REQUIREMENT:
Report each line in the entries below that contains the string "positive", treating uppercase and lowercase as different.

Dataset entries
------------------------------------------------

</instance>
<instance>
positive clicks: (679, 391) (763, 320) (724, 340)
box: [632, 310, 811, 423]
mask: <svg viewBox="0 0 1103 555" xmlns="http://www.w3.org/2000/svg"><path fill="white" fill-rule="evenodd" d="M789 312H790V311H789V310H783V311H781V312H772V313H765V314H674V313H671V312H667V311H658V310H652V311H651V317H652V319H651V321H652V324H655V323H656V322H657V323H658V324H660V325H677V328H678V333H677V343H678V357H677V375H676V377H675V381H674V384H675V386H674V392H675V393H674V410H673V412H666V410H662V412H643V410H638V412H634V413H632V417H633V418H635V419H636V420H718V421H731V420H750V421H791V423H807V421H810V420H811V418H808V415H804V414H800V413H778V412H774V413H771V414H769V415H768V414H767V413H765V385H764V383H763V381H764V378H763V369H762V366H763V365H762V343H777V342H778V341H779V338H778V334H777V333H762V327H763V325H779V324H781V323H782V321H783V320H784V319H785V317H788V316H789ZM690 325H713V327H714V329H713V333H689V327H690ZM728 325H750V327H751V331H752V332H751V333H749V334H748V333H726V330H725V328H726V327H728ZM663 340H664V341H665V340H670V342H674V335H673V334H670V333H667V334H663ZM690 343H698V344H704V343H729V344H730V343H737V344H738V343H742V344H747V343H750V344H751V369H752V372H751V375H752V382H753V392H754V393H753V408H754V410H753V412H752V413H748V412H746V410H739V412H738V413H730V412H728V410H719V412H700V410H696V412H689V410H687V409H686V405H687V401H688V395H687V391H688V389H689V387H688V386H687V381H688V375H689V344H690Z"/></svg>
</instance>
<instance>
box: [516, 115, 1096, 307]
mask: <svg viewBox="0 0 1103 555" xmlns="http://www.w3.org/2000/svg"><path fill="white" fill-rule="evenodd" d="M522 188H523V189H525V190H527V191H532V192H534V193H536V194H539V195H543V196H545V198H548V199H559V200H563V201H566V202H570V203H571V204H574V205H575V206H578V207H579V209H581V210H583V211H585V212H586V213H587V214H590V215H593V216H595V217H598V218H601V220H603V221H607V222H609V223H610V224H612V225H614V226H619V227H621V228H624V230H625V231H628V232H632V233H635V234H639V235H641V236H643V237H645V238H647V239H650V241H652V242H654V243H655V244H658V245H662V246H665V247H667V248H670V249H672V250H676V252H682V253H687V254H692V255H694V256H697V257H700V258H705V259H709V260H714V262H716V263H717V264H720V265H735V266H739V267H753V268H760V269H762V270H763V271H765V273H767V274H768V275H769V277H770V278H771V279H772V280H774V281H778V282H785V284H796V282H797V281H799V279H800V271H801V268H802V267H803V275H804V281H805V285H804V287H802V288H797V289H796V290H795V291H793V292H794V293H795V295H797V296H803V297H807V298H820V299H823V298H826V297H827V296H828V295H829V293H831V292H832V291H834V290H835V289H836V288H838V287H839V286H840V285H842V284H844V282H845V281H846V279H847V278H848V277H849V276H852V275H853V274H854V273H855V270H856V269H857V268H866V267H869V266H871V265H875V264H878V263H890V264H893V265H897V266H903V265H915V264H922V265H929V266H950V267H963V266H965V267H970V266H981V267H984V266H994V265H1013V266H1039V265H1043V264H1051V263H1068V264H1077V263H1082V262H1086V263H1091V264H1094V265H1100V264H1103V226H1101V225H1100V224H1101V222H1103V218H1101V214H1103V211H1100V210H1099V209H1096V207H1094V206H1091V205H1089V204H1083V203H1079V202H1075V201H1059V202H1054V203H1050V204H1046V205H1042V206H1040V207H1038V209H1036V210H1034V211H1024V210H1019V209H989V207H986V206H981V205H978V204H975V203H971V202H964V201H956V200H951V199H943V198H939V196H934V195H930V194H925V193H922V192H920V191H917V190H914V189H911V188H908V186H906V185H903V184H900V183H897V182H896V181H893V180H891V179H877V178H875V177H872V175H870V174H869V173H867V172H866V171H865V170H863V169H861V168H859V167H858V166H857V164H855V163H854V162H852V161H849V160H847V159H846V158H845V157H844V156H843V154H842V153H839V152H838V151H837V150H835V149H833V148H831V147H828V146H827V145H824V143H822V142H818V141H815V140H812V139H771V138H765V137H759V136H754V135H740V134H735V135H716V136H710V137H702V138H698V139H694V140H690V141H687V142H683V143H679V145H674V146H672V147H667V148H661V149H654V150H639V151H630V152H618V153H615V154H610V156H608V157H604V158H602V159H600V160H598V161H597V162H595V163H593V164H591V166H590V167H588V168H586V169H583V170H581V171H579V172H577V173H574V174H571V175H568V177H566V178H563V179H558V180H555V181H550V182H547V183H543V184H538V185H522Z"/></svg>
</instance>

------------------------------------------------

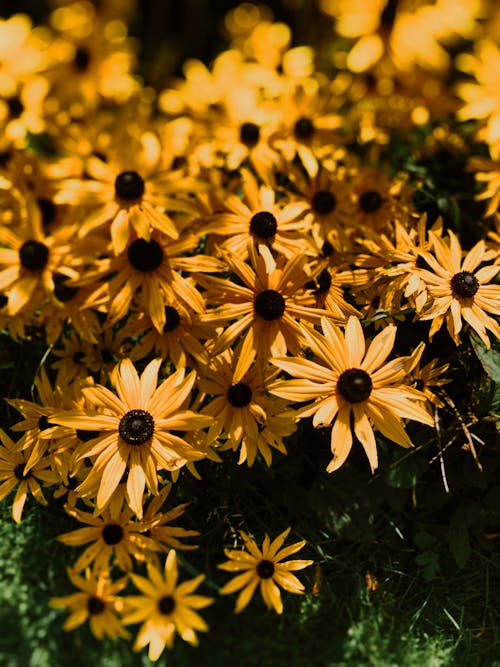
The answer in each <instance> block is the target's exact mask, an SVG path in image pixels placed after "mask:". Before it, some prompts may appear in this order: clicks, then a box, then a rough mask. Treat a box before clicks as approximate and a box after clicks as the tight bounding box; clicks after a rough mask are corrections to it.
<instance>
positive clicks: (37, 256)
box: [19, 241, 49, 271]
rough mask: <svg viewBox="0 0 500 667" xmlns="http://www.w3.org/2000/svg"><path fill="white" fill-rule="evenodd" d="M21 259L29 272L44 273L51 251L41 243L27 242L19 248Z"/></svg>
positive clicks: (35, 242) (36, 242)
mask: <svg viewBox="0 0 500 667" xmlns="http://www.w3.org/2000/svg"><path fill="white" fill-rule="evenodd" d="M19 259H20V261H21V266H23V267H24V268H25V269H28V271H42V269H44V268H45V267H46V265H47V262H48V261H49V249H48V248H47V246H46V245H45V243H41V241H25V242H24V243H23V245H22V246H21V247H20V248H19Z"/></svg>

------------------------------------------------

TASK OUTPUT:
positive clicks: (679, 391) (763, 320) (724, 340)
positive clicks: (37, 256)
positive clicks: (35, 242) (36, 242)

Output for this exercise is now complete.